■ **Given data**
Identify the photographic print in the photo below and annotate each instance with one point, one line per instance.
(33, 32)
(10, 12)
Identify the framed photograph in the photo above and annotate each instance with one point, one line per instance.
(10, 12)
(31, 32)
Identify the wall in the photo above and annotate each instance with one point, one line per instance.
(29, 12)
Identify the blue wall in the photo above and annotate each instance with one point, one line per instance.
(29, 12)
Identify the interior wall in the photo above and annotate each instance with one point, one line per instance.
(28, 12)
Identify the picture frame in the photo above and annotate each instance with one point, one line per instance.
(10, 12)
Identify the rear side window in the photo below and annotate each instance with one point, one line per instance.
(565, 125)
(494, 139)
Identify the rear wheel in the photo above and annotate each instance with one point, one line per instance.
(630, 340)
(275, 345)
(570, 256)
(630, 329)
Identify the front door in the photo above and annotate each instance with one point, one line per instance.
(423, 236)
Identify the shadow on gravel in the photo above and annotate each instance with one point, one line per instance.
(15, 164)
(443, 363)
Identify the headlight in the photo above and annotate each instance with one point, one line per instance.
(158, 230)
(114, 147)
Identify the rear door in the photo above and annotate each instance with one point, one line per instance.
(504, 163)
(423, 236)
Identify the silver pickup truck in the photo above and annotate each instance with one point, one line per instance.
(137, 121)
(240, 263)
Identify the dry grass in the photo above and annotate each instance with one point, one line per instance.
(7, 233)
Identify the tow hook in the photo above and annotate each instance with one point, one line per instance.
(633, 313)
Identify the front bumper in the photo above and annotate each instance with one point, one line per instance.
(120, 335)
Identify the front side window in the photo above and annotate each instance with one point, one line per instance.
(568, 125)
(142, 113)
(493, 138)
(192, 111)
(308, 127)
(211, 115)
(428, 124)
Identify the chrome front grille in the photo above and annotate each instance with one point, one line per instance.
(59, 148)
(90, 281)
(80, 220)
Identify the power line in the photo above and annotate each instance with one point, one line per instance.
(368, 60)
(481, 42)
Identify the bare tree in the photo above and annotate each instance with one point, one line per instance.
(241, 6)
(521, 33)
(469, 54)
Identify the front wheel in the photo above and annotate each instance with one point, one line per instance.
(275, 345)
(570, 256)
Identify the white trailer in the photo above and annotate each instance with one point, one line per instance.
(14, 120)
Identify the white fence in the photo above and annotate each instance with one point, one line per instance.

■ **Aim of the exercise**
Update every one of the lines above by replacing "one point" with "a single point" wherever it occurs, keeping everything else unchanged.

■ **Answer to the problem**
Identify the photographic print in the photo below and annotate each instance with a single point, one line per instance.
(33, 32)
(10, 12)
Identify the framed photograph in the photo above and annotate each instance with a single point, one line per instance.
(10, 12)
(31, 32)
Identify the wall in the photo above and annotate each instance with a single point, one line per instance.
(29, 12)
Identify the blue wall in the photo above and annotate each instance with a single point, one line per instance.
(29, 12)
Identify the interior wall in the photo above and annotate each instance with a single point, one line per instance.
(28, 12)
Identify the picture frame in the photo above and annotate each instance with a single point, one line per instance.
(10, 12)
Identify the rear side window in the photo below and annotate each instance with a single point, one line per instance.
(565, 125)
(494, 139)
Identify the rear wheel in the photo above and annotate each instance with a single point, one line per instance.
(630, 340)
(275, 345)
(570, 256)
(630, 329)
Identify the front door in the photo above and annotate each instance with a single point, one line per instance.
(423, 236)
Identify the shadow on gravel in the photo above and annotate each instance with a single point, one line per instance.
(15, 164)
(443, 363)
Identify the headlight in the photo above and annotate each instance with a single point, one line per instance.
(158, 230)
(114, 147)
Identify the rear door in the photo above and annotate each instance with a single point, one line per instance.
(504, 163)
(423, 236)
Identify the silver pickup truck in the photo above and annotate each instance with a single point, one line per instance.
(137, 121)
(240, 263)
Identify the dry grass in the photo above and annotate each instance with a single point, one line per instance.
(7, 233)
Identify the tow hook in the photo above and annotate each instance with a single point, one line per instance.
(633, 313)
Identify the front bumper in the photo above and annotate each instance with a single point, one line per instance.
(120, 335)
Identify the front side window in the photo above and annotate each instance with a single point, one line per instance.
(568, 125)
(142, 113)
(493, 138)
(192, 111)
(308, 127)
(211, 115)
(428, 124)
Identify the chrome front grille in the photo above and annotate each instance with a single point, one line per instance.
(59, 148)
(90, 281)
(80, 220)
Identify the power line in the photo above and annotate each instance with a single point, one line per instance.
(368, 60)
(481, 42)
Identify the bare tree in the photo above and annotate each instance with a single point, one line per instance.
(241, 6)
(521, 33)
(469, 54)
Identify the front wheel in the photo above and annotate each instance with a single point, one line per instance.
(275, 345)
(570, 256)
Identify the white trailer in the photo above and annotate each instance with a single point, one line per instance.
(14, 120)
Identify the white fence in the photo above and annotate each instance with a single point, one line per instance.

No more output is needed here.